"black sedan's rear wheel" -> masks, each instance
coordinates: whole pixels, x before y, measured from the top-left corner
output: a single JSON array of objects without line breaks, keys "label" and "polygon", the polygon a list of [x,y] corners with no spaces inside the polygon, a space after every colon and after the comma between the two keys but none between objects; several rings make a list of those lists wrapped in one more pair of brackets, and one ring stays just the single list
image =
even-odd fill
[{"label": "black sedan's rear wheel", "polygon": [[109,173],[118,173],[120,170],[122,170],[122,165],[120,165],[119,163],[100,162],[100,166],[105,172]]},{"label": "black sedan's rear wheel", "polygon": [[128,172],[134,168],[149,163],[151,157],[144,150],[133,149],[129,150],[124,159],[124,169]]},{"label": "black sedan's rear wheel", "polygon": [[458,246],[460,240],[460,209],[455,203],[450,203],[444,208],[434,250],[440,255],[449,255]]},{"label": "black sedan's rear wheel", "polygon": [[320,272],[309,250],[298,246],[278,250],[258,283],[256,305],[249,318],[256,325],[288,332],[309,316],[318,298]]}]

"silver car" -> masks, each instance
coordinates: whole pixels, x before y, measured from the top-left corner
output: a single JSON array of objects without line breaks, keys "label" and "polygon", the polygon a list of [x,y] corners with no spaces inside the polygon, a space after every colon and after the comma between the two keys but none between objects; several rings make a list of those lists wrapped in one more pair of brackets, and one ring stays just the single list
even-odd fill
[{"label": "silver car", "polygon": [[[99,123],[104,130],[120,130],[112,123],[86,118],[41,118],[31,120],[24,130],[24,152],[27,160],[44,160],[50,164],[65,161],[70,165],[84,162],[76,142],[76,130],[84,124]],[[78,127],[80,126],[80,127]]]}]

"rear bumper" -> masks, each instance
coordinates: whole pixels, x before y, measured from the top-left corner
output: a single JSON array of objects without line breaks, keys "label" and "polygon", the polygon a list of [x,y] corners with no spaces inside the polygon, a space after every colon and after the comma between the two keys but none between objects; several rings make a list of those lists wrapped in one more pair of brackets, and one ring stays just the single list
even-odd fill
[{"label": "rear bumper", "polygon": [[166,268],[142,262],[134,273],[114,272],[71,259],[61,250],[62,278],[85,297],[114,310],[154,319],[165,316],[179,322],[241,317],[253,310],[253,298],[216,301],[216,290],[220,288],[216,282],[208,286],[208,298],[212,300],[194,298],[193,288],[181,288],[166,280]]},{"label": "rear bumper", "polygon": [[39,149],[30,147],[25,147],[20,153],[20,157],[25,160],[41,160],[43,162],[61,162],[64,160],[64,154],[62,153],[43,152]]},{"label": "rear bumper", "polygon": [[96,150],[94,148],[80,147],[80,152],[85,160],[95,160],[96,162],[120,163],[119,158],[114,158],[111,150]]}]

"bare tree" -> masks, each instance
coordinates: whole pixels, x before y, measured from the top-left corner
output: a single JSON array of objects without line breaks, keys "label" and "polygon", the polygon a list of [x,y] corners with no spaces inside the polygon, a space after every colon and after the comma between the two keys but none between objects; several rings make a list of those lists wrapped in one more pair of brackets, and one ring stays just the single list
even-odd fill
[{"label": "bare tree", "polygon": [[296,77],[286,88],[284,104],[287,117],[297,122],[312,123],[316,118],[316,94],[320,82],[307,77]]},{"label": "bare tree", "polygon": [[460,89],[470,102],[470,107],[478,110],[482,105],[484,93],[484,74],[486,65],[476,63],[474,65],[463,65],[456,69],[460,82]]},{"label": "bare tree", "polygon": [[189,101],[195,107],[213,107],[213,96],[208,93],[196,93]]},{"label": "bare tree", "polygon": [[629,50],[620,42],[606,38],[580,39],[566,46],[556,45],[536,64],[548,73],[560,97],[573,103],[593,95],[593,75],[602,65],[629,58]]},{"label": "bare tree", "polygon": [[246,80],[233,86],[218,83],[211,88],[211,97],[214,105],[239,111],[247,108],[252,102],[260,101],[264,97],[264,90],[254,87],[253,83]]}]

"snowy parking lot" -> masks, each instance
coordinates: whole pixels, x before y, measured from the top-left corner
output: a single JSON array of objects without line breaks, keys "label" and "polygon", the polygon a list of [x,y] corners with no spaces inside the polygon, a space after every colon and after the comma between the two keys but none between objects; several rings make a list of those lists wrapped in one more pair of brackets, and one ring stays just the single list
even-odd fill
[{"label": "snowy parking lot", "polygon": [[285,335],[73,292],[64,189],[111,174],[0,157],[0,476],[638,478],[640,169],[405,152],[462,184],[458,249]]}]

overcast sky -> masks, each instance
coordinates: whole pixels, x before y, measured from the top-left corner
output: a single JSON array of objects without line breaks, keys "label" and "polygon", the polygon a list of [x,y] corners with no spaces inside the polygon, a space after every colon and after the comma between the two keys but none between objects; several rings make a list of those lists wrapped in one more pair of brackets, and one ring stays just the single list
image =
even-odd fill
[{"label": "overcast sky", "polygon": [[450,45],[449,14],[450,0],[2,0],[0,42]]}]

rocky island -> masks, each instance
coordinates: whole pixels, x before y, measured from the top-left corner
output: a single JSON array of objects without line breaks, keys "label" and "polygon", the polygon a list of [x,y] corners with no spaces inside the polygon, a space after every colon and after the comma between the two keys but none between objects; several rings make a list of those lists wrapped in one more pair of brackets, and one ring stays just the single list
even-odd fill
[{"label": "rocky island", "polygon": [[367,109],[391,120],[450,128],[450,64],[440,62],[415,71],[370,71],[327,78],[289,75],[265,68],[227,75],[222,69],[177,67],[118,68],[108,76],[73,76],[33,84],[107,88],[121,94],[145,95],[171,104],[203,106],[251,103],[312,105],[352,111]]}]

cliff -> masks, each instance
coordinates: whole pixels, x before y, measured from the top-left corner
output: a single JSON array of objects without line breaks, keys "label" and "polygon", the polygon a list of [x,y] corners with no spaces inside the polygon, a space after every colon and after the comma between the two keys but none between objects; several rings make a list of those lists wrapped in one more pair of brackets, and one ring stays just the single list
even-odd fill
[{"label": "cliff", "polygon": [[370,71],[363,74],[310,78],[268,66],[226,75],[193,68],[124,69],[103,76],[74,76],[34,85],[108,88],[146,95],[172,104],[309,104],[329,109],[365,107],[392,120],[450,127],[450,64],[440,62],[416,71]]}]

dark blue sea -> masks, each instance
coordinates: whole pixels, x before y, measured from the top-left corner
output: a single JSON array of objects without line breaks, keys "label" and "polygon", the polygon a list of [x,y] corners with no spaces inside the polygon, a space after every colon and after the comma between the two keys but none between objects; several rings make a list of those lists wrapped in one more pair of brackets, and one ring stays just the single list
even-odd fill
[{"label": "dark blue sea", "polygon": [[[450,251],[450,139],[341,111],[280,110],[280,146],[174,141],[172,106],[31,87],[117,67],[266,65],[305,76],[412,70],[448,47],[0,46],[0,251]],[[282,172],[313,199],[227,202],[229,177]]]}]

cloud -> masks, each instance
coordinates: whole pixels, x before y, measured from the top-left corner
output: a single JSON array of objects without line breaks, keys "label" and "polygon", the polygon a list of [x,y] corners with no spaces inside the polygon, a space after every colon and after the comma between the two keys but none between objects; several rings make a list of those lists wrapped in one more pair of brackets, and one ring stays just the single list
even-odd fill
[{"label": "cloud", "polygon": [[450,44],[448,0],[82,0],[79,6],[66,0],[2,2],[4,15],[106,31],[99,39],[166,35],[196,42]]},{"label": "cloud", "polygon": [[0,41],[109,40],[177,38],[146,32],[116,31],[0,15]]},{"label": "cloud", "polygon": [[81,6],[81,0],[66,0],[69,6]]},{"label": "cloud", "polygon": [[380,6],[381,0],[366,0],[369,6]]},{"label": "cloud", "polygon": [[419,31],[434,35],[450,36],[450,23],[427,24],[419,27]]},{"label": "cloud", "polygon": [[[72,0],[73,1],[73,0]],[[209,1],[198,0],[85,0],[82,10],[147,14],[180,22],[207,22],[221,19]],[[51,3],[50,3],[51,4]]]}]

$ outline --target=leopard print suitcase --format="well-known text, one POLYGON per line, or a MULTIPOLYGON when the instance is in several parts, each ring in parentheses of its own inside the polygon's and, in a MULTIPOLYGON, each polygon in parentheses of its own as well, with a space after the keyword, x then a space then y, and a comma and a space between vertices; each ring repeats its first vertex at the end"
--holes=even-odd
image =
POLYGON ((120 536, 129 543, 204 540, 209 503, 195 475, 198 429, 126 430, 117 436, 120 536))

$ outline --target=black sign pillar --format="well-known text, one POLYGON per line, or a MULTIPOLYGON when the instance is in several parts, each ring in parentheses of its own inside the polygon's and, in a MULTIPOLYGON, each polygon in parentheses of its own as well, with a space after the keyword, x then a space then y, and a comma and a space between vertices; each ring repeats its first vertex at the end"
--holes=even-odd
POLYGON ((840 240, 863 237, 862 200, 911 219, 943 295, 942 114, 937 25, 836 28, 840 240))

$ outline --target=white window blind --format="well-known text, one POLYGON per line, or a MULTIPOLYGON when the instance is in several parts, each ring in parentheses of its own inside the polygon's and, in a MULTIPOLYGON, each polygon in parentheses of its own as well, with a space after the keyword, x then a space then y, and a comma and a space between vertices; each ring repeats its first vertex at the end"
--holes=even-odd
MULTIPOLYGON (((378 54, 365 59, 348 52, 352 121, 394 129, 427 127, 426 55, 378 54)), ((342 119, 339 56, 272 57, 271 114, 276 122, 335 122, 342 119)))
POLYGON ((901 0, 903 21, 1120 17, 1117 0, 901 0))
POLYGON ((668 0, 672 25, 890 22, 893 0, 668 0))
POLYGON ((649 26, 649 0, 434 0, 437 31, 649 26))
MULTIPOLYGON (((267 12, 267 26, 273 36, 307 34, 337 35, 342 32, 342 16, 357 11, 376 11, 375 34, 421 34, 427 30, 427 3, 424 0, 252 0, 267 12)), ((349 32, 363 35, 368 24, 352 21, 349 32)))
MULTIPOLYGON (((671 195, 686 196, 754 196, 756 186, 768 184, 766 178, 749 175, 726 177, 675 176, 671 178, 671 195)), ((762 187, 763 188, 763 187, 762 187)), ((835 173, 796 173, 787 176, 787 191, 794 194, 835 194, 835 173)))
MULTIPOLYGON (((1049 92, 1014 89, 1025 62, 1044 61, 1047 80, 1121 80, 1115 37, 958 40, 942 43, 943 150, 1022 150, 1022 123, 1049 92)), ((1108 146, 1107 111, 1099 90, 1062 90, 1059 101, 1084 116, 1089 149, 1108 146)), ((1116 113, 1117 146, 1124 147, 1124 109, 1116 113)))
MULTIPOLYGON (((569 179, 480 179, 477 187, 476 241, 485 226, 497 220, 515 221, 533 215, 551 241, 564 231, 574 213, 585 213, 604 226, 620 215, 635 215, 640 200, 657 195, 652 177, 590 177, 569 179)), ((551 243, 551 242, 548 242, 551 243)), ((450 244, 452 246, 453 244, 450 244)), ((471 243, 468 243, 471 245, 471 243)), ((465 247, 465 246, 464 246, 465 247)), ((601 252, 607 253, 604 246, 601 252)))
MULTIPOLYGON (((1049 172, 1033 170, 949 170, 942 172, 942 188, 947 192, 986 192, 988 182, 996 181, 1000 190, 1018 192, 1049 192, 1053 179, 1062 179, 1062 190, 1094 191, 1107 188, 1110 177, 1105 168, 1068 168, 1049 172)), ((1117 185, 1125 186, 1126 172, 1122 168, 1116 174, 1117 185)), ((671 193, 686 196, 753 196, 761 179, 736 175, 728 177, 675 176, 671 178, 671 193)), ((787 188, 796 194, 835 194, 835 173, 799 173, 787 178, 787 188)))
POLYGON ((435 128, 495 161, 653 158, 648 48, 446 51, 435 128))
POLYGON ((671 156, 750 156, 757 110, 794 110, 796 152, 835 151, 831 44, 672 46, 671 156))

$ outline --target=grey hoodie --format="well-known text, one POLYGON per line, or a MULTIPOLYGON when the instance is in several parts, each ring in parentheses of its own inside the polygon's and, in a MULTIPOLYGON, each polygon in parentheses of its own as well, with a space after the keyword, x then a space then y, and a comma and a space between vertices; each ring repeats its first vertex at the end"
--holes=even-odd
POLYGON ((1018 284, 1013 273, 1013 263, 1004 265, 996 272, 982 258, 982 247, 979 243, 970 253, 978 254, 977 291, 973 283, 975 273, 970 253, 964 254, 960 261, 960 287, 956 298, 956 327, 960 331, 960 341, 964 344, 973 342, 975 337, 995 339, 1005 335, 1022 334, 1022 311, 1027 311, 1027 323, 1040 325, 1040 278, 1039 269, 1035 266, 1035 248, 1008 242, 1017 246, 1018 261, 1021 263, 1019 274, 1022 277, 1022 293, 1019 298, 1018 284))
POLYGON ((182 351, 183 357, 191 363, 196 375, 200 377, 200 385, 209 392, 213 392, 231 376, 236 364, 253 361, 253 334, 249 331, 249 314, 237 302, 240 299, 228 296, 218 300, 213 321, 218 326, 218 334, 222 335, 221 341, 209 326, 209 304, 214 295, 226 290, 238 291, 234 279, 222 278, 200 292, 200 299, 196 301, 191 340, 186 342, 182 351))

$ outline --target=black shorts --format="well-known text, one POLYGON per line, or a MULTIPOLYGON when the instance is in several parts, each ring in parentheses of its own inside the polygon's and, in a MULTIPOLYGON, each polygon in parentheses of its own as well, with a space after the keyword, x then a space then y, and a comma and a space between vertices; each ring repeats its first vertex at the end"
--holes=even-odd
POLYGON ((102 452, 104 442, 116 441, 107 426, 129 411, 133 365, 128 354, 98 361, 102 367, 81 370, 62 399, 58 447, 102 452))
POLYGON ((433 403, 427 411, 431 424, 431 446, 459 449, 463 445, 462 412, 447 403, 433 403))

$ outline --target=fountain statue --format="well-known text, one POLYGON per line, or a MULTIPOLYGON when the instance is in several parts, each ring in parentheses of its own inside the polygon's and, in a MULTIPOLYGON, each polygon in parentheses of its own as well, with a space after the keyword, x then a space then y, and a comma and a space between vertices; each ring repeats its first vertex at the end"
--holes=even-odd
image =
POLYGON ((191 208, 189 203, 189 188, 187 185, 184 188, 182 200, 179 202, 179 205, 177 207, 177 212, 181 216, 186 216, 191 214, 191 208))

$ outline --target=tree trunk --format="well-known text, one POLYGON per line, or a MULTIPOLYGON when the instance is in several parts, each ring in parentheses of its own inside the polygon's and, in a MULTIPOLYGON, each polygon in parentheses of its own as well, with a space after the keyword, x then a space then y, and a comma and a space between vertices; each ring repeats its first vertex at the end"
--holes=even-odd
-.-.-
■ TASK OBJECTIVE
Going through the data above, return each line with the word "masks".

■ ANSWER SPACE
"black sedan's rear wheel" -> masks, each instance
"silver car" -> masks, each instance
"rear bumper" -> masks, each instance
"bare tree" -> masks, each instance
"snowy parking lot" -> masks, each instance
overcast sky -> masks, each instance
rocky island -> masks, each instance
cliff -> masks, each instance
dark blue sea -> masks, each instance
cloud -> masks, each instance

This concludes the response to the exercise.